◆ What you are asked to do:
Reproduce word for word the stretch from the start of the items through the line containing "336, 19, 429, 130", that line included. Leave the pictures out.

◆ Record list:
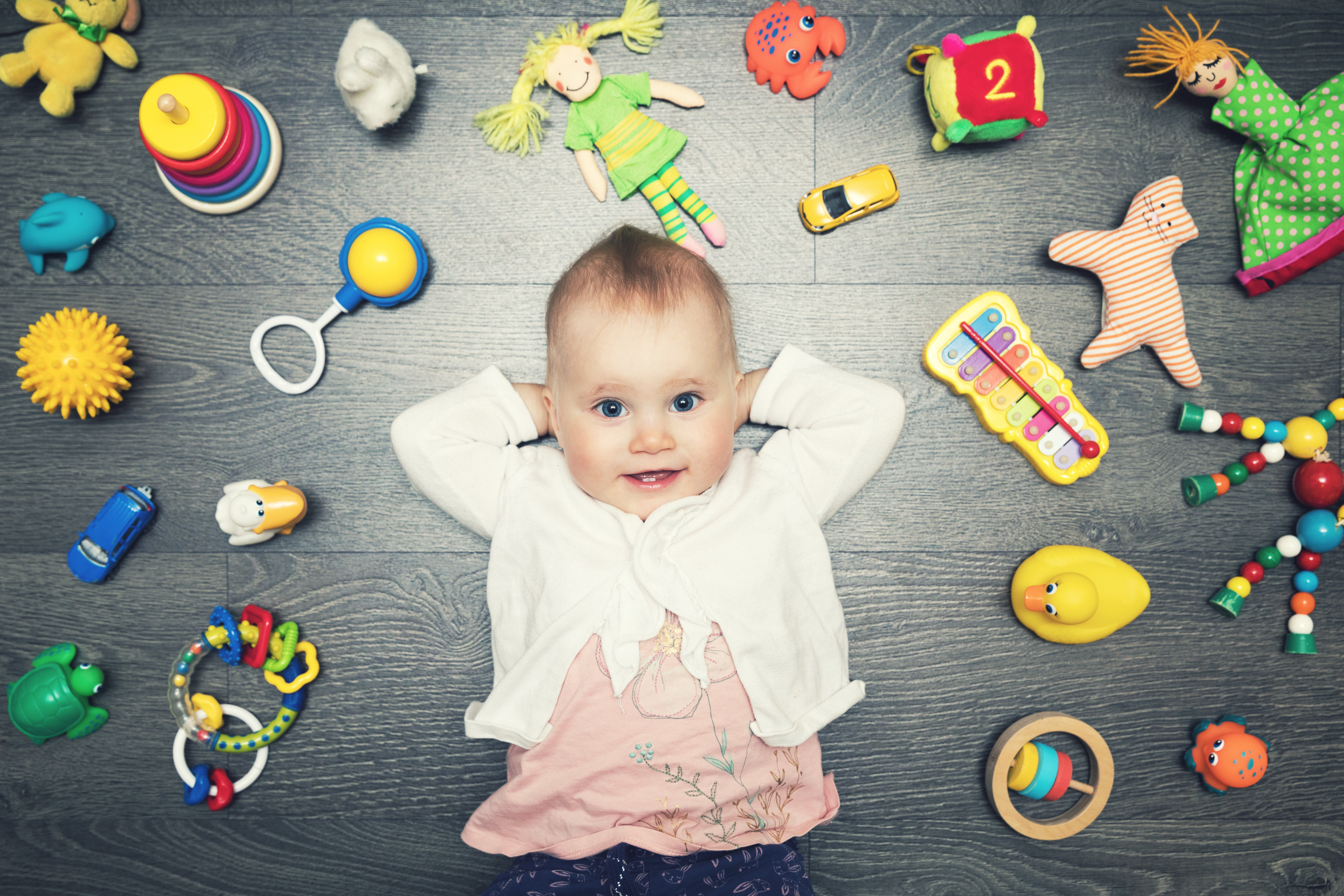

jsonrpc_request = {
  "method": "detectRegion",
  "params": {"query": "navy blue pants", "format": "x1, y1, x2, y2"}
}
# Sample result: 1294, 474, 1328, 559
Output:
481, 840, 814, 896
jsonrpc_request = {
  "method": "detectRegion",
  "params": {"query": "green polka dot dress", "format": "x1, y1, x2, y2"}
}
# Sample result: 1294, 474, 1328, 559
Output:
1212, 59, 1344, 295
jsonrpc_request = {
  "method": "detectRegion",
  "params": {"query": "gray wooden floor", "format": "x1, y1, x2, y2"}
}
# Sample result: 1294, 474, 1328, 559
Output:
0, 0, 1344, 896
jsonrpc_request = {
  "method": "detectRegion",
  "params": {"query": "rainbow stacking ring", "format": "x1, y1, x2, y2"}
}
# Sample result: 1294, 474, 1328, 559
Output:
140, 74, 281, 215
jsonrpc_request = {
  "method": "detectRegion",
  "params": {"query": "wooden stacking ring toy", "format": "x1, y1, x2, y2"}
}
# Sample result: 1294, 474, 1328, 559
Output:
985, 712, 1115, 840
140, 74, 282, 215
168, 603, 321, 810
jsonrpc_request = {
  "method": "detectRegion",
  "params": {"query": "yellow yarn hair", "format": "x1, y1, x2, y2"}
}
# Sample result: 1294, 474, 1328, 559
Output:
472, 0, 663, 156
1125, 7, 1250, 109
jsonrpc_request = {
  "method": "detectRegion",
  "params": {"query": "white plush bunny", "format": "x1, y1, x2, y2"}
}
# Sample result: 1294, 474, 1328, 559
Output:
336, 19, 429, 130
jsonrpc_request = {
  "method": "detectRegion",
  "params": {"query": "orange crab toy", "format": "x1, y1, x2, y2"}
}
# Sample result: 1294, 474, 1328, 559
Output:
746, 0, 844, 99
1185, 716, 1269, 794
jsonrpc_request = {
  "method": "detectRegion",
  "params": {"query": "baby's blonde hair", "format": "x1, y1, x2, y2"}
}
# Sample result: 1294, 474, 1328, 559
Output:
1125, 7, 1250, 109
546, 224, 738, 384
472, 0, 663, 156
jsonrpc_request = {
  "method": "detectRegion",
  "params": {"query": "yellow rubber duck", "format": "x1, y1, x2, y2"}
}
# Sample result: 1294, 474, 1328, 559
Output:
1012, 544, 1149, 643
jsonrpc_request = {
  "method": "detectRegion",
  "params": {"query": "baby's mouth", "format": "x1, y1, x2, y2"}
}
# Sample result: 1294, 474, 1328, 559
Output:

◆ Finished task:
jsonrpc_request = {
  "method": "detectRegion",
  "params": {"query": "navy blue pants", "format": "x1, y1, x2, y2"}
}
# Sample result: 1294, 474, 1328, 559
Output:
481, 840, 814, 896
jsonrpc_request = {
  "method": "detectRegion",
  "params": {"query": "green polka dot dress", "format": "x1, y1, x2, y2"}
}
# Sample result: 1294, 474, 1328, 559
Output:
1212, 59, 1344, 295
jsonrpc_request = {
  "method": "detectRegion",
  "params": {"query": "gray wooden floor", "format": "x1, y1, x2, y2"}
}
# Sample result: 1294, 474, 1328, 559
Output:
0, 0, 1344, 896
jsonrpc_request = {
  "method": "detectRegion",
  "params": {"query": "rainbow stacking ring", "format": "x1, y1, x2, y2"}
}
# Sample result: 1294, 474, 1328, 559
Output:
140, 74, 281, 215
jsonrpc_request = {
  "method": "detectRegion",
  "params": {"query": "wooden stacking ring toy", "format": "x1, y1, x2, y2"}
}
# Sample result: 1294, 474, 1328, 559
Output:
985, 712, 1115, 840
140, 74, 282, 215
168, 603, 321, 810
jsonrpc_request = {
  "method": "detectRegion",
  "params": {"query": "yellow yarn hair", "format": "x1, y1, x2, y2"}
}
# Sample result: 1294, 474, 1328, 559
Output:
472, 0, 663, 156
1125, 7, 1250, 109
jsonrpc_request = {
  "method": "detectRegion",
  "params": {"query": "white plush bunny", "format": "x1, y1, x2, y2"}
}
# Sample result: 1294, 474, 1328, 559
Output:
336, 19, 429, 130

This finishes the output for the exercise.